### Reading text
I was pretty sure it isn’t just my family that has a problem with cell phones at the dinner table, especially on Thanksgiving, but now I have proof.

Jumio’s 2013 Mobile Consumer Habits survey reported that one-third of us use our smart phones at the table. But what really surprised me was a new study from Virginia Tech that concluded: “Even without active use, the presence of [phones and tablets have] the potential to divert individuals from face-to-face exchanges, thereby undermining the character and depth of these connections.”

In other words, just having your phone on the dining room table is enough to make you feel distracted and (ironically) disconnected.

So far so good: The problem is defined. Now let’s blame someone, starting with our teens! Of course, they’re not the only ones at fault but – if my family is any indication — they’re high up on the list of cell-phone etiquette offenders. A couple of years ago I asked my three nieces, all seated at the holiday table, to stop texting with their friends, to which they replied: “We’re texting with each other so that we can have some privacy.” Thanks, girls.

Anyway, all the finger-wagging in the world by parents, grandparents, etiquette experts, and even this uncle, doesn’t seem to be helping, so I decided to consult with the people who’d know best: more than two dozen teens and tweens. To my great surprise, they endorsed cell-free zones at the table and came up with some truly innovative strategies.

Turns out that, just like us adults, they really do want to connect. They just don’t want to be bored, and they fear missing out (the dreaded FOMO).

Here’s what advice they had for the rest of us:

1. Put phones away. Literally. “I think a great idea would be to have everyone leave their phones in a basket. The first few to reach for their phones do the dishes. That’s incentive for everyone to ignore their phones and focus more on being fully present with the people around them.”

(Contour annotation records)
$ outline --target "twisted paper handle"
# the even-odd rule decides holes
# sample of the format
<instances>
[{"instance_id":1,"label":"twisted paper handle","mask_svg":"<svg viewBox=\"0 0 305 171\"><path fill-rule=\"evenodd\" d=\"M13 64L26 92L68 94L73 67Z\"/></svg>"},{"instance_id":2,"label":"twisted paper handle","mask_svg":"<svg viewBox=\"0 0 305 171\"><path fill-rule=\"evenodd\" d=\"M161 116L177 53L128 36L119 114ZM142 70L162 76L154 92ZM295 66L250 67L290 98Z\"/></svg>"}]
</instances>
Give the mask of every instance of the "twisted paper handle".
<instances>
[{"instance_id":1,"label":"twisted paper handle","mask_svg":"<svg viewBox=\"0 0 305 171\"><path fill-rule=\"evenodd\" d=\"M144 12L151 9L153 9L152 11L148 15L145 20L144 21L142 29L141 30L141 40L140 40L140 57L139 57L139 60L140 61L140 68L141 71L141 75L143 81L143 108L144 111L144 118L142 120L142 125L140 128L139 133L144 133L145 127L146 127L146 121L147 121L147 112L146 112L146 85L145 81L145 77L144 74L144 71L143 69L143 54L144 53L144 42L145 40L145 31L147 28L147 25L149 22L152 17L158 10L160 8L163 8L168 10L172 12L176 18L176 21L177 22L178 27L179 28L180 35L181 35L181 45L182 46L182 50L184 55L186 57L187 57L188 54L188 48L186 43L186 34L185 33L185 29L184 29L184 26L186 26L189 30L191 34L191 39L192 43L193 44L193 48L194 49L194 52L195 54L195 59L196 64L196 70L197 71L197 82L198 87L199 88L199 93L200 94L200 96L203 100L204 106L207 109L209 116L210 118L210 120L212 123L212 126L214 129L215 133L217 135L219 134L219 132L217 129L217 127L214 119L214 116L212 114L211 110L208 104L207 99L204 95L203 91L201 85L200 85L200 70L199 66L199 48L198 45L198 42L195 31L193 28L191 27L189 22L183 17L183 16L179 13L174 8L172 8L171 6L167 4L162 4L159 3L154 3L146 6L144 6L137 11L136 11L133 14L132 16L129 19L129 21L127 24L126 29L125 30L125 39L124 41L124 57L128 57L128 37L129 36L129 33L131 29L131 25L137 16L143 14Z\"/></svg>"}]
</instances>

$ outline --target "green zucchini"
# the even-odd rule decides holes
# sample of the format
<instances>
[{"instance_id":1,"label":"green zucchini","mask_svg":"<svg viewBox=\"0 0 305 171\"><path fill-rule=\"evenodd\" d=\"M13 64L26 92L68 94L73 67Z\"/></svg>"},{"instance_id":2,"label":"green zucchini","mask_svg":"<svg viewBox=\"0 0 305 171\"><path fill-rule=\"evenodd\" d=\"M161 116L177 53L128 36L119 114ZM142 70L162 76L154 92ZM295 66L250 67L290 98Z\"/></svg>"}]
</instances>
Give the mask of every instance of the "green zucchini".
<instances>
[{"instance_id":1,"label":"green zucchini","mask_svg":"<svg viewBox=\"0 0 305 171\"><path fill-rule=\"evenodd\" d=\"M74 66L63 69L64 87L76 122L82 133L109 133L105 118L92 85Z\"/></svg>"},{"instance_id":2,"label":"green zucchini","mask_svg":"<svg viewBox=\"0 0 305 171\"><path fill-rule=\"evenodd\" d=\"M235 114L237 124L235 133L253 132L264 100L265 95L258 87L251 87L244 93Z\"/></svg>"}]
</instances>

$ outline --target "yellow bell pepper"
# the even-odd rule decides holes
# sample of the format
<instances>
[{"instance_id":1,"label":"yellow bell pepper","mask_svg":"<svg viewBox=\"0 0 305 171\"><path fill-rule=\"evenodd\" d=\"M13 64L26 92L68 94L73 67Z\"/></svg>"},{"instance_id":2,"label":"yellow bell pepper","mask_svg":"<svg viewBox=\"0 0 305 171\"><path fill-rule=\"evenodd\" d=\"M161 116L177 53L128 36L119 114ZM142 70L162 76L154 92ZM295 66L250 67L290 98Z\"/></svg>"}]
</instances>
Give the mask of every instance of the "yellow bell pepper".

### Set task 1
In the essay on phones at the dinner table, list everyone the author names as taking part in the finger-wagging that does not seem to be helping.
### Set task 2
According to the essay on phones at the dinner table, what portion of people use their smartphones at the table, as reported by Jumio's 2013 Mobile Consumer Habits survey?
### Set task 3
Copy the passage from the essay on phones at the dinner table, starting with "Jumio’s 2013 Mobile" and going on through "and (ironically) disconnected.".

### Full answer 1
Parents, grandparents, etiquette experts, and the author himself as "this uncle."

### Full answer 2
One-third.

### Full answer 3
Jumio’s 2013 Mobile Consumer Habits survey reported that one-third of us use our smart phones at the table. But what really surprised me was a new study from Virginia Tech that concluded: “Even without active use, the presence of [phones and tablets have] the potential to divert individuals from face-to-face exchanges, thereby undermining the character and depth of these connections.”

In other words, just having your phone on the dining room table is enough to make you feel distracted and (ironically) disconnected.